# [TEXT]
When you were a child, you were praised for your abilities. You did most things earlier and faster than your peers. You scored well on tests. Everyone was impressed. And they told you so. They said that you had so much potential. So. Much. Potential. You determined that you had to keep performing at that highest rate to keep the attention and accolades coming. Before long, it turned into pressure. Your self-worth depended on it. It was something that you had to live up to or you would no longer be the superstar, the golden child, the winner, the prodigy.

Maybe you kept achieving in spite of the pressure. Maybe you didn’t. Either way, this great-potential-thing? It had an impact. A significant impact.

So now, in adulthood, you may ask: At what age do I no longer have potential? Am I no longer precocious because I just turned 30? If I actually achieve something, does that mean that I lose my potential? How do I live up to these expectations? If I have to work hard to achieve something, does that mean that I never really had potential? If I don’t reach my potential am I a shiftless, sluggish, slothful slacker?

So many questions. So little time.

Potential becomes a burden when we see it as a predestined calling to impressive accomplishments. Both parents and children can become seduced into focusing on performance rather than growth, on being The Best rather than making progress, and on accumulating external awards and accomplishments as the primary measure of worth. Worst of all, this one-dimensional perspective on potential creates a terrible fear of failure.”   Eileen Kennedy Moore

What if we rethink great potential? What if it includes impressive failures along with outstanding accomplishments? What if great potential means resplendent mistakes along with notable achievements?

# [RAW DATA]

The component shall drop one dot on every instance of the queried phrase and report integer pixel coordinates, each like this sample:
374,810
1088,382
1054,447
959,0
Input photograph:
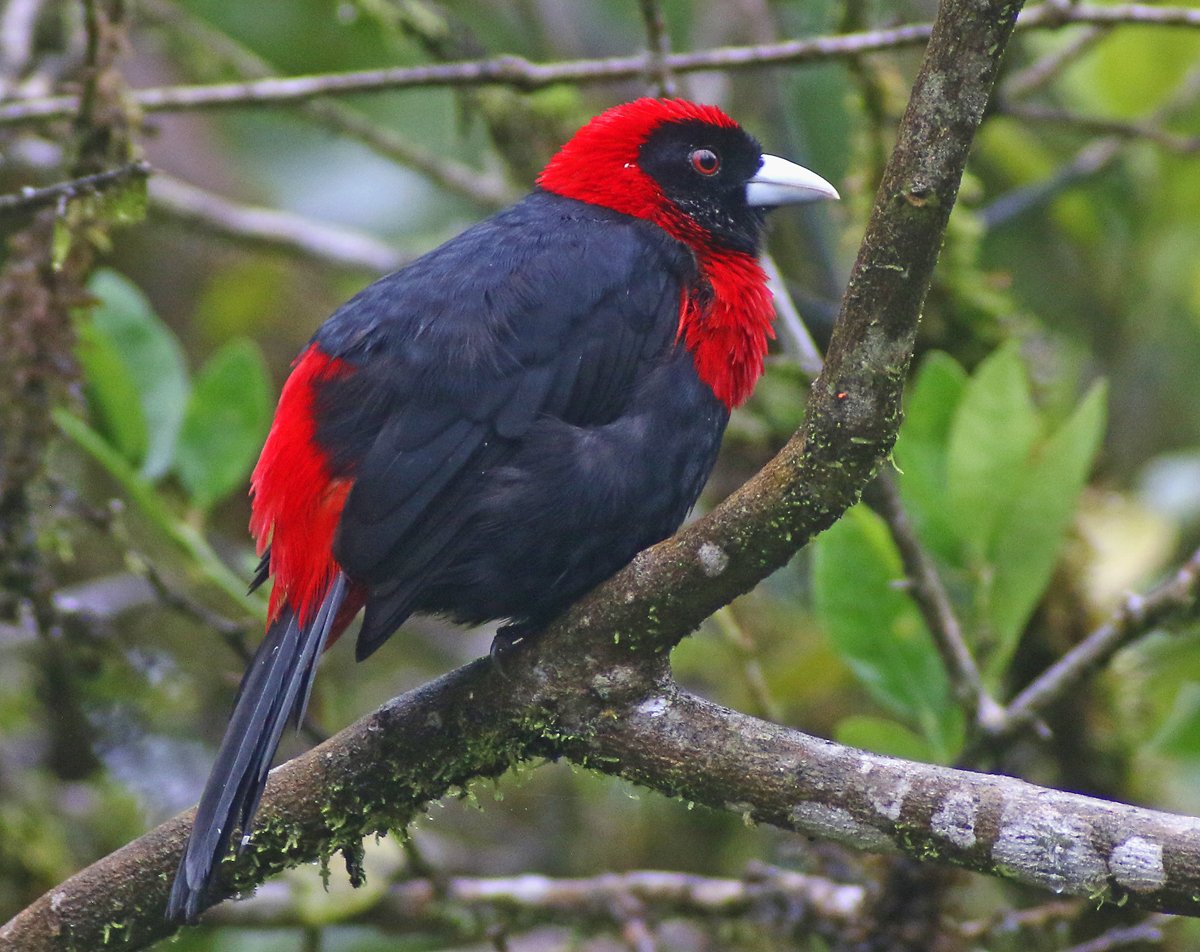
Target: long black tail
274,689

# [COMPLETE THE FOLLOWING]
- a) Can you sum up the passage on potential in two sentences?
- b) Copy the passage on potential word for word, starting at "So now, in adulthood, you" and ending at "So little time.".
None of the data is needed here.

# [RESULTS FOR EACH TASK]
- a) A child praised for doing things early and fast and told of great potential comes to feel pressure to keep performing, with self-worth depending on it, and as an adult may wonder how to live up to those expectations. The passage quotes the view that potential becomes a burden when seen as a predestined calling to impressive accomplishments, creating a fear of failure, and then asks whether great potential might include impressive failures and mistakes along with achievements.

- b)
So now, in adulthood, you may ask: At what age do I no longer have potential? Am I no longer precocious because I just turned 30? If I actually achieve something, does that mean that I lose my potential? How do I live up to these expectations? If I have to work hard to achieve something, does that mean that I never really had potential? If I don’t reach my potential am I a shiftless, sluggish, slothful slacker?

So many questions. So little time.